__IHRE AUFGABE__
Führen Sie den unten stehenden Text über die Rechtsdurchsetzung nach der DS-GVO nach seinem letzten Satz weiter.

__EXTRAHIERTER TEXT__
....

Dagegen wird zur Recht eingewendet, dass Art. 80 Abs. 2 DS-GVO die Frage der Verbandsklage regeln will, aber keinen abschließenden Charakter wegen der Rechtsdurchsetzung durch andere hat (Wolff, ZD 2018, 248, 252; ebenso Schreiber, GRUR-Prax 2018, 371 Laoutoumai/Hoppe, K & R 2018, 533, 534 ff.). Dafür spricht auch, dass zwar in den Artt. 77-79 DS-GVO Rechtsbehelfe betroffener Personen (Artt. 77, 78 Abs. 2, 79 DS-GVO) oder jeder anderen Person (Art. 78 Abs. 1 DS-GVO) geregelt sind, insoweit aber stets unbeschadet eines anderweitigen verwaltungsrechtlichen oder gerichtlichen (Art. 77 Abs. 1 DS-GVO) bzw. eines anderweitigen verwaltungsrechtlichen oder außergerichtlichen (Artt. 78 Abs. 1 und 2, 79 Abs. 1 DS-GVO) Rechtsbehelfs. Und Art. 82 DS-GVO spricht wiederum „jeder Person“, die wegen des Verstoßes gegen die Verordnung einen Schaden erlitten hat, Schadensersatzansprüche zu. Auch das lässt klar erkennen, dass die DS-GVO die Verfolgung von datenschutzrechtlichen Verletzungshandlungen durch andere als die „betroffenen Personen“, deren Daten verarbeitet werden (vgl. Art. 4 Nr. 2 DS-GVO), nicht ausschließt.

....

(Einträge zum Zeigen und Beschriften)
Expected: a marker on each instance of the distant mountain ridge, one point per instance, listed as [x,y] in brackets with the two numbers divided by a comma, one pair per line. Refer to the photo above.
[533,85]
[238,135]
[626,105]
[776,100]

....

__ENDGÜLTIGE ANTWORT__
Schließlich heißt es in Art. 84 Abs. 1 DS-GVO, dass die Mitgliedstaaten die Vorschriften über andere Sanktionen für Verstöße gegen diese Verordnung – insbesondere für Verstöße, die keiner Geldbuße gemäß Artikel 83 unterliegen – festlegen und alle zu deren Anwendung erforderlichen Maßnahmen treffen. Diese Sanktionen müssen wirksam, verhältnismäßig und abschreckend sein. Auch das spricht dafür, dass die Verordnung nur einen Mindeststandard an Sanktionen vorsieht (ebenso Wolff, ZD 2018, 248, 251 m.w.N.).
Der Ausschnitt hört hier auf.